--- Start Text provided ---

Check the Links section of this document to find the official MAME FAQ.
| MAME IS AN EMULATOR |
You've no doubt seen products like Microsoft's "Return of Arcade" which allow you to play classic arcade games on your PC. That software is a simulator, not an emulator. An arcade simulator is a program written to perform like the original arcade game. Ever notice Microsoft's Pac-Man says, "Press F1 to Start?" Pac-Man never said that at the arcade! And that's not the only difference. As good as they may be written, simulators never seem to capture the true feel of a game.
An emulator fools your computer into thinking that it's the actual hardware on which the classic arcade machines ran. Different games used different hardware, and MAME emulates many of them. Essentially, when you run Pac-Man on MAME, for all Pac-Man knows he's sitting in an arcade cabinet next to pinball machines. It's the real game.
| THE ROM'S THE THING |
An emulator without a ROM is like a computer without software.
In those classic arcade games, in the cabinet behind the quarter slots which stole my weekly allowance, were computer motherboards much like in your computer. But instead of having a hard drive or CD-ROM as a storage medium, the game program was burned into computer chips mounted directly on that motherboard. The info on these chips could not be altered, only read. Thus they were called Read-Only Memory chips; or, ROMs.
So what's being done in an emulator is a grand illusion for the sake of the ROMs. MAME fools the ROMs into thinking that your PC is actually the motherboard in which they once lived: your monitor is the screen in the arcade cabinet, and your sound card is really the sound chips that the ROMs used to create those wonderful bleeps & bloops.
Without ROMs, you have nothing.
| WHAT'S A FRONT-END AND DO I NEED IT? |
For years the way I recommended running MAME was to use the DOS version with the Windows front-end, Arcade@Home by Tim Eckel. A front-end gives the DOS binary a nice Windows graphical interface from which you can maintain, setup and play your games.

--- End Text provided ---
--- Start Record extracts ---

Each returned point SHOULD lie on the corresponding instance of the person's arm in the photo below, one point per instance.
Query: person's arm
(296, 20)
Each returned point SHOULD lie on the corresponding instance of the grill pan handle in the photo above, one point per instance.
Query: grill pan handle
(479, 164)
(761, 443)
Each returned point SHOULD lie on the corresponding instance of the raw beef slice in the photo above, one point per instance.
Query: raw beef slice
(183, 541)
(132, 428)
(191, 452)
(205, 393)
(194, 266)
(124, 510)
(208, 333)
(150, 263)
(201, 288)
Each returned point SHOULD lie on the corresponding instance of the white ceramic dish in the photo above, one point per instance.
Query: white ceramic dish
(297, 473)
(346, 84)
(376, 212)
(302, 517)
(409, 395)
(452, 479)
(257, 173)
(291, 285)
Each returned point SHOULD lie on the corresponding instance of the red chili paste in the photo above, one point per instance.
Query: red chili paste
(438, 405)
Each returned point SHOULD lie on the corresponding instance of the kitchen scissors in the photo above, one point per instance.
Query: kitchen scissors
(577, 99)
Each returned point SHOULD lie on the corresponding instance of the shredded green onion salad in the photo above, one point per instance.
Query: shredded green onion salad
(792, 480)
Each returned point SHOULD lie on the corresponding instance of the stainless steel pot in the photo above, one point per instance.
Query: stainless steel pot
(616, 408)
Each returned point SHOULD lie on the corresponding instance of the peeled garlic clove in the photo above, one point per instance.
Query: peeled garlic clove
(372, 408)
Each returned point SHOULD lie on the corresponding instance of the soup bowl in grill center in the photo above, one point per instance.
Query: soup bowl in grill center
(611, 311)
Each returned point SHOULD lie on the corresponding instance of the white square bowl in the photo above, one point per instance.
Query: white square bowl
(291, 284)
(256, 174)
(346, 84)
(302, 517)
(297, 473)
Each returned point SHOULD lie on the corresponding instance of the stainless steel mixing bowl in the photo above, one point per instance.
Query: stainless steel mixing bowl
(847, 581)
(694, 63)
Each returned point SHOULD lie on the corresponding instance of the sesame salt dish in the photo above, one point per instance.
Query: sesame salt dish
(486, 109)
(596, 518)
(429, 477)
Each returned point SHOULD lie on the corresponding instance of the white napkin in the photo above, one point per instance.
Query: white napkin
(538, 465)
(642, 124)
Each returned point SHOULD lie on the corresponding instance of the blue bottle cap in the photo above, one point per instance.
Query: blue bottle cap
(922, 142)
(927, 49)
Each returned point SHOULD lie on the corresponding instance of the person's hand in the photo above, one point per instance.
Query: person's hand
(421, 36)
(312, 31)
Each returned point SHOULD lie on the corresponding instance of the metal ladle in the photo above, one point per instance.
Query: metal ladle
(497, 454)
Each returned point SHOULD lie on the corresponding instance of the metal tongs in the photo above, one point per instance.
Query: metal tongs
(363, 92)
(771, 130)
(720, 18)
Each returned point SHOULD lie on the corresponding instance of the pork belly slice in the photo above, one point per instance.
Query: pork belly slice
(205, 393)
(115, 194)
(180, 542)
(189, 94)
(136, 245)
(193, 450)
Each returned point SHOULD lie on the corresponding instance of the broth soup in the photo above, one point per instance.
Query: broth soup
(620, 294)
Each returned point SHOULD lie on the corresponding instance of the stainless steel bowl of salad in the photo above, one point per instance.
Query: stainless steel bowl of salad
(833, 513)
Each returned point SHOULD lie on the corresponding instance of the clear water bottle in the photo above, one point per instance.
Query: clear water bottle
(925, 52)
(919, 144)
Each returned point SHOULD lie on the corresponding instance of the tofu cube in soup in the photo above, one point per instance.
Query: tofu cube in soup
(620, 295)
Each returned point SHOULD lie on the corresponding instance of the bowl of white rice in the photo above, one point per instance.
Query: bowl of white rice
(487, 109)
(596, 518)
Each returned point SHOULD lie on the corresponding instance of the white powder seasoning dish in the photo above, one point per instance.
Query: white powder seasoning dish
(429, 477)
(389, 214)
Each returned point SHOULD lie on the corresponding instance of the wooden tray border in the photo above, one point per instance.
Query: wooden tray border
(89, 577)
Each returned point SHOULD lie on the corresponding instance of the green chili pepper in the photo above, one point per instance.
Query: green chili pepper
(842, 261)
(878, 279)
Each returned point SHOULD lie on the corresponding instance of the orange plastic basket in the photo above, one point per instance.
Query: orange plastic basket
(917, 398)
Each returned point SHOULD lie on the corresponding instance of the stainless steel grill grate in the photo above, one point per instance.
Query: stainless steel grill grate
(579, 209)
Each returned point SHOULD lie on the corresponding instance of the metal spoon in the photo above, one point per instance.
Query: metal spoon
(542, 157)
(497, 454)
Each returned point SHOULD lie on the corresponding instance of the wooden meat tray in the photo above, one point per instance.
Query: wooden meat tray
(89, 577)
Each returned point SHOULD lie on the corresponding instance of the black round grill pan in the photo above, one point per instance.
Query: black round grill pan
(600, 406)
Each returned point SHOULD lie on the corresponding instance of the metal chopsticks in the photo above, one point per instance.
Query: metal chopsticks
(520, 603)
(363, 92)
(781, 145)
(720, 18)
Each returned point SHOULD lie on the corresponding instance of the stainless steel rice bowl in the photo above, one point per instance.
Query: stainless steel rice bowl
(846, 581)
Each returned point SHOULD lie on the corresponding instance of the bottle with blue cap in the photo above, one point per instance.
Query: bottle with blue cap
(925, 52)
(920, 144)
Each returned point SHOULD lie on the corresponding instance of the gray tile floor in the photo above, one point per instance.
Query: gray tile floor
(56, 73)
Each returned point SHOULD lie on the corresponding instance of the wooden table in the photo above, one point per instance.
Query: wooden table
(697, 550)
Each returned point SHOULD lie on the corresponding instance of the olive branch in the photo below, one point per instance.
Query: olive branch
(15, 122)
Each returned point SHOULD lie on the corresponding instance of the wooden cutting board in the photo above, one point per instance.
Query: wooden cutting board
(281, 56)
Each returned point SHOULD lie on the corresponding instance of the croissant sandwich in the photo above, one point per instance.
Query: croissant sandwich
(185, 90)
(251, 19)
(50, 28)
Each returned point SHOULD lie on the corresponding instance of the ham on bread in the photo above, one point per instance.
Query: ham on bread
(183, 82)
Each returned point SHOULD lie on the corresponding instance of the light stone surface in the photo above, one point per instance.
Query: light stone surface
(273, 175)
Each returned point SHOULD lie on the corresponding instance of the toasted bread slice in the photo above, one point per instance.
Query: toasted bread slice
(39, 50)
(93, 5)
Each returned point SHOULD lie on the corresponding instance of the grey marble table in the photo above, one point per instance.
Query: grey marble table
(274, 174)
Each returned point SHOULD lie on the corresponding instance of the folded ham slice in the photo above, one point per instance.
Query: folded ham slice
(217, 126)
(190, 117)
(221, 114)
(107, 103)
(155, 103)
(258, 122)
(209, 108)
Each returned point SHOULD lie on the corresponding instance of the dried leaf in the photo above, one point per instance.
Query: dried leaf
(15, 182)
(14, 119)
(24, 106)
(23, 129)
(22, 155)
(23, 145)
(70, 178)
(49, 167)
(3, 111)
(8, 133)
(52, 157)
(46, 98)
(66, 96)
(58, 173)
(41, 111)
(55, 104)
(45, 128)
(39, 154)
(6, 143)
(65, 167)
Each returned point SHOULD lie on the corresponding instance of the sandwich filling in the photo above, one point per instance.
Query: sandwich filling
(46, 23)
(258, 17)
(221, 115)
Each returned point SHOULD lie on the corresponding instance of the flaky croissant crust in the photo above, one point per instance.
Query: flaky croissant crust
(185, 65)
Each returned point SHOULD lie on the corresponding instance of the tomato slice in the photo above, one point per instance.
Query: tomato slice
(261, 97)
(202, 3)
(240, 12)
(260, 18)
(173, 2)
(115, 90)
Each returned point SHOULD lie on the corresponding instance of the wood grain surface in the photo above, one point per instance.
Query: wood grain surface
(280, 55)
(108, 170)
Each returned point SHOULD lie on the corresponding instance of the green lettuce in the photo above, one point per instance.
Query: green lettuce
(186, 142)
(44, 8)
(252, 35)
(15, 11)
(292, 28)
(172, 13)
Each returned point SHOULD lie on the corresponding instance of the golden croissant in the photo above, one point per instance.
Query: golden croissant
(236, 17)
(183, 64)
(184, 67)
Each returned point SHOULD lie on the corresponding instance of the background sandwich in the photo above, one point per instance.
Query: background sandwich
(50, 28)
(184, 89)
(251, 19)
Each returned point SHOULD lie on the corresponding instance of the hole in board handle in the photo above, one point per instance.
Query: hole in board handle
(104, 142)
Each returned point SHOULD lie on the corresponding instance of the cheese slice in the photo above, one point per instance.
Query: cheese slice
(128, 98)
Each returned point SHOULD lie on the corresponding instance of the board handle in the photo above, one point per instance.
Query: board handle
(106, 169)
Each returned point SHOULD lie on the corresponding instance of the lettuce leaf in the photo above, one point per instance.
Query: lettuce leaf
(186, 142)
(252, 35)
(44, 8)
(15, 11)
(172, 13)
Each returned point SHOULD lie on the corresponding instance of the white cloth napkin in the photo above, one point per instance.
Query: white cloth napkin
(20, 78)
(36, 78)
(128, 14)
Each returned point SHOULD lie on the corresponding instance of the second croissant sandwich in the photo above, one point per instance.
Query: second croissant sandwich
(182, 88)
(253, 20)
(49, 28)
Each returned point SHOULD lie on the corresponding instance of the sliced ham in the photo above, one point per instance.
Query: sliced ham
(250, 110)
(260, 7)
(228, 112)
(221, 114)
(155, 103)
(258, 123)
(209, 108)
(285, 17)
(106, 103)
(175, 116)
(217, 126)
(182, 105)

--- End Record extracts ---

• **Given exercise 1**: Pull out each line of the records that contains the word "kitchen", treating uppercase and lowercase as different.
• **Given exercise 2**: Extend the MAME text past its final sentence.

• **Task answer 1**:
Each returned point SHOULD lie on the corresponding instance of the kitchen scissors in the photo above, one point per instance.
Query: kitchen scissors

• **Task answer 2**:
However, over the past few months I've changed my mind. My current choice and recommendation is to use MAME32, which is simply a Windows version of MAME with a graphical interface built right in. If you do any research, you'll read that MAME32 is a bit less efficient than the DOS version, but I've decided it's best for my needs for several reasons:
Of course, you don't have to use MAME32 on your computer, but I'm not providing it here because it would take up precious space that is better spent on more ROMs. If you think you'd rather use the DOS MAME, you can find it and the excellent front-end Arcade@Home, from the sites listed on the Links page of this document.
- When MAME32 gets updated, the GUI is updated at the same time. This eliminates the need to both search out, download & install two different pieces of software when an new version of MAME comes along.
- MAME32 is quicker & easier to install than the DOS MAME & and a front-end, and it takes up less hard drive space.
- The minor performance hit was a real consideration back when the "basic" PC configuration included a CPU around 160-233MHz, but in the rapidly evolving world of faster & faster CPUs, even the most CPU-intensive games run at a smooth 60 frames per second under MAME32. Once your processor breaks about the 400Mhz barrier, there's really no discernable difference between a game running under DOS MAME or MAME32.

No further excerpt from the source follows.